Problem: Take the entries below and reproduce them word for word.

Material for the task:

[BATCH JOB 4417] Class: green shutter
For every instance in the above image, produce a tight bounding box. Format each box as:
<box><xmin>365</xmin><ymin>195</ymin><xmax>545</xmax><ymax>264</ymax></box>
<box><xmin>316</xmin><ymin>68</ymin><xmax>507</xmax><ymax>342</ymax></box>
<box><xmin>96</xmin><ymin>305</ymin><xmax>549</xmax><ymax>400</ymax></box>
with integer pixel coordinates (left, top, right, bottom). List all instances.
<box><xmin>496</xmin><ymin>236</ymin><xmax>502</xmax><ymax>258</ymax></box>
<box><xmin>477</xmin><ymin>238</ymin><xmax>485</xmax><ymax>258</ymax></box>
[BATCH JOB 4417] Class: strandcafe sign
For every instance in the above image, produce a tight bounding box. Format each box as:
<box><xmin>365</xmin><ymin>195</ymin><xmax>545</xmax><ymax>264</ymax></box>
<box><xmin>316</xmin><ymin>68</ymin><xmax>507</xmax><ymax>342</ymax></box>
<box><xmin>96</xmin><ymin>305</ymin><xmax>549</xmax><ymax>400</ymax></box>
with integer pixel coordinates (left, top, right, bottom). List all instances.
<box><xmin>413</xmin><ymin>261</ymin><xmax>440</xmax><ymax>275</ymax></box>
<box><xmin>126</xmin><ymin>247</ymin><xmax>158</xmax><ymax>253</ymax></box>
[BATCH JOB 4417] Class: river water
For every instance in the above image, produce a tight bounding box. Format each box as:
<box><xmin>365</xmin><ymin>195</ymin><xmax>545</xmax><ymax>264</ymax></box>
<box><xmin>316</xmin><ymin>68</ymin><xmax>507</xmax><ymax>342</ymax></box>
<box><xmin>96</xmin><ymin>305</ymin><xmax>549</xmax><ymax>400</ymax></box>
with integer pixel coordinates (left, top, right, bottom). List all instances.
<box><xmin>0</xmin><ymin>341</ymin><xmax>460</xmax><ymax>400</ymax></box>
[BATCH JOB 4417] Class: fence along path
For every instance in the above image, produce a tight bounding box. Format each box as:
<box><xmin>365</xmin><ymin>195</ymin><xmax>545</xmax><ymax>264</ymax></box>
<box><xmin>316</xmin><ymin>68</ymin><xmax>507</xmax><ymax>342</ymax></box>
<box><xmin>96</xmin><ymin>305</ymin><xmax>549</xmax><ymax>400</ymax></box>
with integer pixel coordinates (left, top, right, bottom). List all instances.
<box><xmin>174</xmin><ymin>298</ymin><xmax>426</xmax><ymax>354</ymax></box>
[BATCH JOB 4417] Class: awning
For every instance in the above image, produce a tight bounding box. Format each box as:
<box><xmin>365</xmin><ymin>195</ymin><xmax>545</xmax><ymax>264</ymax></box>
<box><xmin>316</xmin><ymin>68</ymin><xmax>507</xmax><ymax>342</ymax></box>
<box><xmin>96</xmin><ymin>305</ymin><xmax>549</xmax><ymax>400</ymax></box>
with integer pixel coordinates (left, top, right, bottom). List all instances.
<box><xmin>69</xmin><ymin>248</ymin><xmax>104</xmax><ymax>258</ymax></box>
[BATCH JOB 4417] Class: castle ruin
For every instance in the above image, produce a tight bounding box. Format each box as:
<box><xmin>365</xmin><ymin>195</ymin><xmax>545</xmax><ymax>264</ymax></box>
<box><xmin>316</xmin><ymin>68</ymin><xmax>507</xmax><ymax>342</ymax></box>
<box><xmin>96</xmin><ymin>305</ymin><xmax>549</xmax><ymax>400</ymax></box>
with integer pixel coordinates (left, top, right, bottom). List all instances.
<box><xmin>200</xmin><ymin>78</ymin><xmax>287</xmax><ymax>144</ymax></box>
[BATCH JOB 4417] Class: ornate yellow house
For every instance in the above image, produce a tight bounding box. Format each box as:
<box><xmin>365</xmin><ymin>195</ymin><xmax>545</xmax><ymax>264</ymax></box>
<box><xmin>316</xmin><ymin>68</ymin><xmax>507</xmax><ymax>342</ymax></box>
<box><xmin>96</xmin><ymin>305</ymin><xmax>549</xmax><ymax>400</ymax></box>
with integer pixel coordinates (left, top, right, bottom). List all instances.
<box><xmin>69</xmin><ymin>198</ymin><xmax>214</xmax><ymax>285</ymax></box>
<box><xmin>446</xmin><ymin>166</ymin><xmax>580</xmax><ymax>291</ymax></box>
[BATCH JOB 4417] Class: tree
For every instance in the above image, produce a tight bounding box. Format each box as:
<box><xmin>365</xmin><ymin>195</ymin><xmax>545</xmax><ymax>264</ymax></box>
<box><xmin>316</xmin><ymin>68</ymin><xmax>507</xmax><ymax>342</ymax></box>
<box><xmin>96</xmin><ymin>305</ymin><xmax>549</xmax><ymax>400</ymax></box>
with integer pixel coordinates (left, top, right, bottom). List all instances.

Result below:
[BATCH JOB 4417] Class: green shutter
For every instance in the above image, produce a tight bounding box. Format each box as:
<box><xmin>365</xmin><ymin>195</ymin><xmax>545</xmax><ymax>264</ymax></box>
<box><xmin>316</xmin><ymin>68</ymin><xmax>507</xmax><ymax>342</ymax></box>
<box><xmin>96</xmin><ymin>305</ymin><xmax>549</xmax><ymax>400</ymax></box>
with integer pixel coordinates (left, top, right, bottom). List all instances.
<box><xmin>496</xmin><ymin>236</ymin><xmax>502</xmax><ymax>258</ymax></box>
<box><xmin>477</xmin><ymin>238</ymin><xmax>485</xmax><ymax>258</ymax></box>
[BATCH JOB 4417] Class: strandcafe sign
For every instance in the above image, produce a tight bounding box. Format each box as:
<box><xmin>365</xmin><ymin>195</ymin><xmax>545</xmax><ymax>264</ymax></box>
<box><xmin>316</xmin><ymin>68</ymin><xmax>507</xmax><ymax>342</ymax></box>
<box><xmin>96</xmin><ymin>305</ymin><xmax>549</xmax><ymax>400</ymax></box>
with integer pixel coordinates (left, top, right, bottom). List all instances.
<box><xmin>413</xmin><ymin>261</ymin><xmax>440</xmax><ymax>275</ymax></box>
<box><xmin>126</xmin><ymin>247</ymin><xmax>158</xmax><ymax>253</ymax></box>
[BATCH JOB 4417] Class: river water
For every instance in the above image, produce a tight bounding box. Format each box as:
<box><xmin>365</xmin><ymin>195</ymin><xmax>545</xmax><ymax>264</ymax></box>
<box><xmin>316</xmin><ymin>68</ymin><xmax>507</xmax><ymax>342</ymax></box>
<box><xmin>96</xmin><ymin>305</ymin><xmax>549</xmax><ymax>400</ymax></box>
with integer pixel coordinates (left, top, right, bottom). List all instances.
<box><xmin>0</xmin><ymin>341</ymin><xmax>460</xmax><ymax>400</ymax></box>
[BATCH JOB 4417] Class: fence along path
For every instance in the above image, produce a tight bounding box. Format each box as:
<box><xmin>365</xmin><ymin>195</ymin><xmax>545</xmax><ymax>264</ymax></box>
<box><xmin>316</xmin><ymin>68</ymin><xmax>507</xmax><ymax>342</ymax></box>
<box><xmin>96</xmin><ymin>305</ymin><xmax>549</xmax><ymax>400</ymax></box>
with integer pixel coordinates (left, top, right, bottom). List all instances.
<box><xmin>174</xmin><ymin>298</ymin><xmax>426</xmax><ymax>354</ymax></box>
[BATCH JOB 4417] Class: awning
For every instance in the above image, produce a tight bounding box. Format each box as:
<box><xmin>365</xmin><ymin>195</ymin><xmax>545</xmax><ymax>264</ymax></box>
<box><xmin>316</xmin><ymin>68</ymin><xmax>507</xmax><ymax>342</ymax></box>
<box><xmin>96</xmin><ymin>305</ymin><xmax>549</xmax><ymax>400</ymax></box>
with integer pixel coordinates (left, top, right, bottom). List all instances.
<box><xmin>69</xmin><ymin>248</ymin><xmax>104</xmax><ymax>258</ymax></box>
[BATCH JOB 4417] Class: castle ruin
For every instance in the above image, produce a tight bounding box. Format each box as:
<box><xmin>365</xmin><ymin>195</ymin><xmax>545</xmax><ymax>264</ymax></box>
<box><xmin>316</xmin><ymin>68</ymin><xmax>507</xmax><ymax>342</ymax></box>
<box><xmin>96</xmin><ymin>305</ymin><xmax>549</xmax><ymax>400</ymax></box>
with integer pixel coordinates (left, top, right, bottom). List all instances.
<box><xmin>200</xmin><ymin>78</ymin><xmax>287</xmax><ymax>144</ymax></box>
[BATCH JOB 4417] Class: ornate yellow house
For every instance in the above image, produce a tight bounding box. Format each box as:
<box><xmin>365</xmin><ymin>195</ymin><xmax>545</xmax><ymax>264</ymax></box>
<box><xmin>316</xmin><ymin>68</ymin><xmax>507</xmax><ymax>342</ymax></box>
<box><xmin>96</xmin><ymin>305</ymin><xmax>549</xmax><ymax>400</ymax></box>
with integer pixel coordinates (left, top, right, bottom). List all instances.
<box><xmin>69</xmin><ymin>198</ymin><xmax>214</xmax><ymax>285</ymax></box>
<box><xmin>446</xmin><ymin>166</ymin><xmax>580</xmax><ymax>291</ymax></box>
[BATCH JOB 4417] Class: tree
For every instance in the above image, produce a tight bounding box. Format each box as:
<box><xmin>365</xmin><ymin>195</ymin><xmax>545</xmax><ymax>264</ymax></box>
<box><xmin>316</xmin><ymin>68</ymin><xmax>507</xmax><ymax>342</ymax></box>
<box><xmin>96</xmin><ymin>305</ymin><xmax>549</xmax><ymax>400</ymax></box>
with integer pixel coordinates (left, top, right, bottom). List all instances.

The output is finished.